● **Set exercise**
Please output the records below in full, exactly as given, but without the images.

● **Stored records**
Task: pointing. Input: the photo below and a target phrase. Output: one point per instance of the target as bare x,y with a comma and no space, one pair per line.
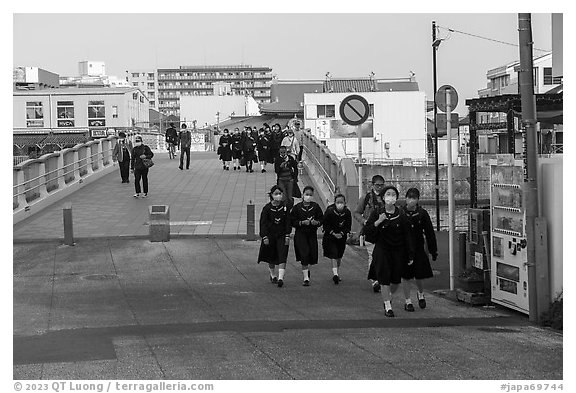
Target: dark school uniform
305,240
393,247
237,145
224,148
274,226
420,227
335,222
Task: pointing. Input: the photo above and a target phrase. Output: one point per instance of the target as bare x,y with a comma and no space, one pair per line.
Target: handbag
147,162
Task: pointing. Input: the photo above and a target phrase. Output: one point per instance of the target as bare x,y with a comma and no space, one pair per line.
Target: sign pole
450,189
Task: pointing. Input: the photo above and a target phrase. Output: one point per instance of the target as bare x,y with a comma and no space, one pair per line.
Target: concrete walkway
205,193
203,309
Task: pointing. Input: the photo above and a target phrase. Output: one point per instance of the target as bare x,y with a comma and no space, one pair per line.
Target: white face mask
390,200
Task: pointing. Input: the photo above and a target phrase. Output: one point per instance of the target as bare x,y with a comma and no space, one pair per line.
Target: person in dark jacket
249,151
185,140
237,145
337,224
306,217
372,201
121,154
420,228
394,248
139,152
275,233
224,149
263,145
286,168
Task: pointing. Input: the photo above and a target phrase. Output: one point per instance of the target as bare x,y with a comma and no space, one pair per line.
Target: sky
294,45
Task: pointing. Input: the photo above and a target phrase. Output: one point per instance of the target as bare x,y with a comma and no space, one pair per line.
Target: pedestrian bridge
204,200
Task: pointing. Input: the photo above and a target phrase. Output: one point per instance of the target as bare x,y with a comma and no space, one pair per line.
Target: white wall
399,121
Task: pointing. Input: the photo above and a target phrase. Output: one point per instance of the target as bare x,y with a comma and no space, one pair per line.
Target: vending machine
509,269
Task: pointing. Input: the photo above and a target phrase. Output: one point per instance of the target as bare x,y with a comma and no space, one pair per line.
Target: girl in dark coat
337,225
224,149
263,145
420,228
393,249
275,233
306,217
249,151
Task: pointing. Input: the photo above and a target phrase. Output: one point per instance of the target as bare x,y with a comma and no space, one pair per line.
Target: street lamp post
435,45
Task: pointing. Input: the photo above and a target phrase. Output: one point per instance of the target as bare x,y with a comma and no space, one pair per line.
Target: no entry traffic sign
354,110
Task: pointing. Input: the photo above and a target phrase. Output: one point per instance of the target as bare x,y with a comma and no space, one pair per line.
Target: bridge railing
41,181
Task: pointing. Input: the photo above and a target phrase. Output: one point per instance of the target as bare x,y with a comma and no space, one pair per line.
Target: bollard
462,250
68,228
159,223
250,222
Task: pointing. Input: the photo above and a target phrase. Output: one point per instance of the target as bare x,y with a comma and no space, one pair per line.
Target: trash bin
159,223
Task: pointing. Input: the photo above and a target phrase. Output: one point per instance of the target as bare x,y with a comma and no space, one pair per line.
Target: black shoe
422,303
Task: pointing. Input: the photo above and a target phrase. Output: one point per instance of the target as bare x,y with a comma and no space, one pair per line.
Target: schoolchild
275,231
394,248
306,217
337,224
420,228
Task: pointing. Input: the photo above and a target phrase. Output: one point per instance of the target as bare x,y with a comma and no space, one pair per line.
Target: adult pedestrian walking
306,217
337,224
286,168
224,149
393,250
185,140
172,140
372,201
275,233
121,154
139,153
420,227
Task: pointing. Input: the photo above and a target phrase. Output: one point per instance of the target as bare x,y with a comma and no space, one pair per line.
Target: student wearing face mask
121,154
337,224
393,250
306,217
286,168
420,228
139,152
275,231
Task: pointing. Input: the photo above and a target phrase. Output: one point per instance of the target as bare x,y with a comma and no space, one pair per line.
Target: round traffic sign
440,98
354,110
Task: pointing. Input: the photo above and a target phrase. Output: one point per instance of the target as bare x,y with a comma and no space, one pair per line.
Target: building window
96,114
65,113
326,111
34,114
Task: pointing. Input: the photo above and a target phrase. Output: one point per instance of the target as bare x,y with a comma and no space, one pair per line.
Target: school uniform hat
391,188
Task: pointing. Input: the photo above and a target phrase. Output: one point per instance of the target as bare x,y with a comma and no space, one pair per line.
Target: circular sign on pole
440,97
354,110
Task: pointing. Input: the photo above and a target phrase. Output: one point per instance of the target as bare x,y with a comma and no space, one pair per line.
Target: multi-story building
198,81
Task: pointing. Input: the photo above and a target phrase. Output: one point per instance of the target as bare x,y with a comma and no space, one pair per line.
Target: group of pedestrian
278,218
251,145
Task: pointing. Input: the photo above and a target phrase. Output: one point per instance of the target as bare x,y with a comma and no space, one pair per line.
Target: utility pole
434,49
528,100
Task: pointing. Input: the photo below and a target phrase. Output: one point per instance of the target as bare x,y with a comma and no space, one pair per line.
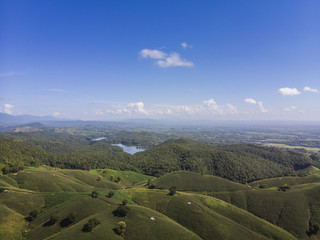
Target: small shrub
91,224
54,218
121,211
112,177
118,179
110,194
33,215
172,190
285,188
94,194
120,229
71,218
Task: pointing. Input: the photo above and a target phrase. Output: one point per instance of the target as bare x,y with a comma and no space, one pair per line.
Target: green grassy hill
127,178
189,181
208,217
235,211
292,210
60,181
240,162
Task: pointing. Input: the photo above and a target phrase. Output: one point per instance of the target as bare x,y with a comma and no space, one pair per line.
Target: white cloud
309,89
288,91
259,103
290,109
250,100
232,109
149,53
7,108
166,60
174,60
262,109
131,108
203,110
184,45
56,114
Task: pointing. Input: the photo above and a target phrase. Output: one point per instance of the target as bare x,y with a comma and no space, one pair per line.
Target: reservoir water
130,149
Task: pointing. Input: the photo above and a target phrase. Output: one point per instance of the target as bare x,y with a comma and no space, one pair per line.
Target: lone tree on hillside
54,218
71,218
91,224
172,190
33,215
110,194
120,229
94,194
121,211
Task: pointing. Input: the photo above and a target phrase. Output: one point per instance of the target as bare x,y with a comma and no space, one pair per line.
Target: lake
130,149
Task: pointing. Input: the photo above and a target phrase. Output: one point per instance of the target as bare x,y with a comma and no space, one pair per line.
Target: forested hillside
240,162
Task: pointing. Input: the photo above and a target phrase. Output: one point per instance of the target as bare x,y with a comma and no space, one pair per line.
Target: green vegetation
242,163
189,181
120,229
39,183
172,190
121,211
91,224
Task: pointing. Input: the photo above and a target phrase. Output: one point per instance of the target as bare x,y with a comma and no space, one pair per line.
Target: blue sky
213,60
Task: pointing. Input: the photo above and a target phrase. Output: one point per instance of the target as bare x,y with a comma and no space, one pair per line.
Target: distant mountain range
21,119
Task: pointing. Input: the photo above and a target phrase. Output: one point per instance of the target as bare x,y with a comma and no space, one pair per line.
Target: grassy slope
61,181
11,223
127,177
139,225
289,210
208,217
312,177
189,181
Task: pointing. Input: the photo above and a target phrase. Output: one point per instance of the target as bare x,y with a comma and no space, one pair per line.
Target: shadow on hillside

● **Response to this exercise**
Task: pointing. Input: the photo below and a target phrase. Output: one point per instance of the target as bare x,y with a comma and no space, one pair per line.
Target: dark school uniform
305,240
393,247
237,145
224,148
274,226
420,227
335,222
Task: pointing. Input: the photo above and a target phrase. Output: one point per instance of the target as bare x,y with a comma and no space, one pair per line.
Target: handbag
147,162
Task: pointing. Input: the photo above and a target phrase. Output: one point per instance of the target as bare x,y with a comma and no space, one pair per line.
Target: sign pole
450,189
Task: pointing. Input: the photo above and a target phrase. Output: one point per instance of the target as bare x,y with a comma and no space, one pair per line.
Target: concrete walkway
205,193
203,309
Task: pointing. Input: the photo above and a target phrase. Output: one point per instance of the target as bare x,y with a comma and no space, one pair per line.
Target: white face mask
390,200
Task: pointing. Input: the photo above and a target phrase. Output: one point per instance of the target as bare x,y with a comma and no space, one pair per line.
Target: person in dark jacket
249,151
185,140
237,145
337,224
306,217
372,201
121,154
420,228
394,248
139,152
275,233
224,149
263,145
286,168
Task: pointing. Input: the photo above and a target phrase. Output: one point per instance of the target as bare x,y with a comma and no space, one pair per line.
Target: sky
294,45
Task: pointing. Input: the photo above and a target phrase. Output: one point per instance of the target as bare x,y with a comma and no space, one pair per line.
Target: pedestrian bridge
204,200
Task: pointing. Input: the photo above and a target phrase. Output: one point per instance of the target as bare x,y with a comma and no space, one pair per line.
Target: white wall
399,121
Task: pointing. Input: the photo above and a target phrase. Output: one point per instance of the target as bare x,y with a comma and no space, one pair per line.
Target: vending machine
509,269
Task: pointing. Input: the photo above and a target phrase. Output: one point per instance of the target as bare x,y with a comma and no space, one pair per line.
Target: girl in dark coat
337,225
224,149
263,145
420,228
393,249
275,233
306,217
249,151
Task: pointing. Input: the photo above and a target phrase. Output: one point per instance of the target as bare x,y with a comma and no space, one pair per line.
Target: street lamp post
435,45
Task: pointing. Input: the photo above and a target phrase. Output: one point per instance of the target as bare x,y with a comma and no space, one pair per line.
Target: no entry traffic sign
354,110
Task: pointing. Input: the photo above and a target phrase. Output: one point per instance of the target as bare x,y with a comma and no space, one pair per line.
Target: bridge railing
41,181
Task: pointing. Input: the photo above and a target phrase. Output: one point per instance of the target as bare x,y with a comma and no space, one pair per line.
Target: bollard
462,250
68,228
159,223
250,222
Task: pointing. Input: the photo above and a target phrase. Output: one point per instance of the target as bare x,y with a comma and no space, one pair per line.
Target: trash bin
159,223
Task: pointing. Input: the photo above and a target phrase. Output: one point per instance of the target as bare x,y with a comma and no space, one pair per line.
Target: black shoe
422,303
Task: pointing. Input: the photo above and a target phrase. Output: one point per instance of the target as bare x,y with a comma and no space, one pair per line.
Target: schoolchild
275,231
394,248
306,217
337,224
420,228
Task: pointing. Input: the photo above and a target phrase. Output: one point per instance of the target as bare x,y with a comma and no space, one pair per line.
Target: adult pedestrian walking
306,217
337,224
286,168
224,149
393,250
185,140
172,140
372,201
275,233
121,154
139,153
420,227
Task: pointing. Input: the photo above and a target phrase. Output: one point per instance of the target as bare x,y with a comma and no space, one pair per line.
Target: student wearing face mask
121,154
337,224
393,250
306,217
286,168
420,228
139,152
275,231
Task: pointing. Input: the photo above and a target phrase. Output: one point per instance of the target as bare x,y with a comma and no space, one pair per line.
Target: round traffic sign
440,98
354,110
Task: pointing. Input: the photo above and a target phrase. Output: one point per instance of the target as bare x,y with a comma and no space, one pair per line.
Target: building window
96,114
65,113
326,111
34,114
Task: pointing. Input: the photo above and a target phrase. Output: one point per instance of the target as bare x,y with a comma and no space, one pair per line.
Target: school uniform hat
391,188
Task: pointing. Input: the photo above and a target phrase. Output: one point per instance of the target as bare x,y with a comma and no space, one pair per line.
Target: circular sign on pole
440,97
354,110
Task: pointing. Input: the photo above and a target phrase. Output: one point per instance of the target as bare x,y with a comma and no space, one pair per line.
Target: multi-story building
198,81
Task: pointing. Input: the photo above and a target phrase. Output: one point per instance of the target as bare x,y with a comma and no space, one pair per line.
Target: group of pedestrian
278,218
251,145
Task: pointing. Input: the photo above and a target phrase. Output: one point per instance of the target as bare x,y with a comma and no space, one pair per line.
Target: utility pole
434,49
528,100
Task: pointing. Input: the photo below and a target phrase. Output: one point per instance of the target as bare x,y with a comma and no space, one pair per line.
Target: small shrub
91,224
54,218
121,211
112,177
118,179
110,194
33,215
172,190
285,188
94,194
120,229
71,218
Task: pointing. Input: the photo above and a target phrase. Output: one point per instance of the target as bare x,y with a comma and no space, one pair per line.
Target: green grassy hill
127,178
189,181
208,217
235,211
292,210
60,181
240,162
Task: pointing. Input: the photo above and a target phrase. Output: one point per instance of the target as bare x,y with a comma and no space, one pair per line.
Target: white cloud
309,89
288,91
259,103
290,109
250,100
232,109
149,53
7,108
166,60
174,60
262,109
131,108
203,110
184,45
56,114
Task: pointing. Input: the photo above and a target phrase. Output: one point per instance of the target as bare x,y with a comma and no space, one pair per line.
Target: reservoir water
130,149
Task: pointing. Input: the photo above and a target phrase. Output: one point per instance of the target as bare x,y with a comma and no space, one pair per line.
Target: lone tree on hillside
54,218
71,218
91,224
172,190
33,215
110,194
120,229
94,194
121,211
Task: pointing. Input: the photo above and a target phrase. Output: one point per instance of the target as bare x,y with a comma and no space, one pair per line.
Target: lake
130,149
Task: pointing. Input: the photo above and a target phrase. Output: one point per instance of the target as bare x,y with a comma and no space, one pair per line.
Target: forested hillside
240,162
Task: pointing. Input: the photo above and a target phrase. Output: one point per instance of the target as bare x,y with a comma and no space, one pair per line.
Target: green vegetation
242,163
189,181
120,229
39,183
172,190
121,211
91,224
Task: pointing. Input: the photo above and a target phrase. Output: one point per instance of the target as bare x,y with a comma and no space, one pair per line.
Target: blue sky
213,60
Task: pointing. Input: the photo above and a target phrase. Output: one point per instance of the target as bare x,y with a comma and no space, one pair per line.
Target: distant mountain range
21,119
Task: pointing. Input: the photo above and a target phrase. Output: one point per instance of the target as bare x,y with a comma and no space, one pair per line.
Target: grassy slope
61,181
11,223
127,177
139,225
289,210
208,217
312,177
189,181
Task: pointing. Input: the photo above and a target phrase. Output: one point per instance of the target as bare x,y with a comma and no space, one pair per line.
Target: shadow on hillside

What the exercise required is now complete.